> _ACTIVITY_
Line by line, reproduce the material below exactly.

━━ AVAILABLE DATA

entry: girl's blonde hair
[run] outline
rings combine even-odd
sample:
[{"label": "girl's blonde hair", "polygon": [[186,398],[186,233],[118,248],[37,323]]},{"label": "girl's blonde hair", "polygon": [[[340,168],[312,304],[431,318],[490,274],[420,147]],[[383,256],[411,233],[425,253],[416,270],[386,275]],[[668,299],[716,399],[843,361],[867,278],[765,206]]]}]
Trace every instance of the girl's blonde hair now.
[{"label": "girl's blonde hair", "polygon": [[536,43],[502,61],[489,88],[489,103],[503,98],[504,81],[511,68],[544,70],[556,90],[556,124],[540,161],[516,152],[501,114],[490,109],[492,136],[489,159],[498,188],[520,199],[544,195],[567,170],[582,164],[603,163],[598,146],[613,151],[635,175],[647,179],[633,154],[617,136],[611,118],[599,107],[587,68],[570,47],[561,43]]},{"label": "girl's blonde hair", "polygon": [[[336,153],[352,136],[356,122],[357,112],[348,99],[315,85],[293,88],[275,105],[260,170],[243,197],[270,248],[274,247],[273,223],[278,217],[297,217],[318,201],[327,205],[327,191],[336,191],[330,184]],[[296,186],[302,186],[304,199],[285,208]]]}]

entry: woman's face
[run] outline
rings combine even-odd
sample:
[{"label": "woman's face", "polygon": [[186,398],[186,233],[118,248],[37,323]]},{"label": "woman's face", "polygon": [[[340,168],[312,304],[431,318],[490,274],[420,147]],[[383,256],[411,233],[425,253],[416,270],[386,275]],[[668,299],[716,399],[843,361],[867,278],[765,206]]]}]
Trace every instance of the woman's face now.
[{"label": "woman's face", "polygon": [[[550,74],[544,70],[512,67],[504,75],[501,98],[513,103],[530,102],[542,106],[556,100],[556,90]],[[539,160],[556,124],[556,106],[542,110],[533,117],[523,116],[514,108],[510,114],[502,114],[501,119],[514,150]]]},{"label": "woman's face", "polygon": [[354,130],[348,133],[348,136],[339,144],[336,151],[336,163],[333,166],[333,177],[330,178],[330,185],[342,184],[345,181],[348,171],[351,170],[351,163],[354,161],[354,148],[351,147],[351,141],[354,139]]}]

━━━━

> _RESPONSE_
entry: girl's blonde hair
[run] outline
rings combine even-odd
sample:
[{"label": "girl's blonde hair", "polygon": [[186,398],[186,233],[118,248],[37,323]]},{"label": "girl's blonde hair", "polygon": [[[340,168],[312,304],[431,318],[490,274],[420,147]],[[383,256],[411,233],[425,253],[416,270],[386,275]],[[668,299],[716,399],[843,361],[867,278],[765,206]]]}]
Trace every instance of the girl's blonde hair now.
[{"label": "girl's blonde hair", "polygon": [[536,43],[502,61],[489,88],[489,103],[503,98],[504,81],[511,68],[544,70],[556,90],[556,124],[540,161],[516,152],[501,114],[490,109],[492,136],[489,159],[498,188],[520,199],[544,195],[567,170],[582,164],[603,163],[598,146],[613,151],[635,175],[647,179],[633,154],[617,136],[611,118],[599,107],[587,68],[570,47],[561,43]]},{"label": "girl's blonde hair", "polygon": [[[336,153],[352,136],[356,122],[357,112],[348,99],[315,85],[293,88],[275,105],[260,170],[243,197],[270,248],[274,247],[273,223],[278,217],[297,217],[318,201],[327,205],[327,191],[336,191],[330,184]],[[296,186],[302,186],[304,199],[285,208]]]}]

entry: woman's face
[run] outline
rings combine even-odd
sample:
[{"label": "woman's face", "polygon": [[186,398],[186,233],[118,248],[37,323]]},{"label": "woman's face", "polygon": [[[340,168],[312,304],[431,318],[490,274],[420,147]],[[383,256],[411,233],[425,253],[416,270],[386,275]],[[668,299],[716,399],[843,361],[867,278],[765,206]]]}]
Trace every instance of the woman's face now.
[{"label": "woman's face", "polygon": [[[550,74],[544,70],[512,67],[504,75],[501,98],[513,103],[530,102],[542,106],[556,100],[556,90]],[[539,160],[556,124],[556,106],[542,110],[533,117],[523,116],[514,108],[510,114],[502,114],[501,119],[514,150]]]},{"label": "woman's face", "polygon": [[354,130],[348,133],[348,136],[339,144],[336,151],[336,163],[333,166],[333,177],[330,178],[330,185],[342,184],[345,181],[348,171],[351,170],[351,163],[354,161],[354,148],[351,147],[351,141],[354,139]]}]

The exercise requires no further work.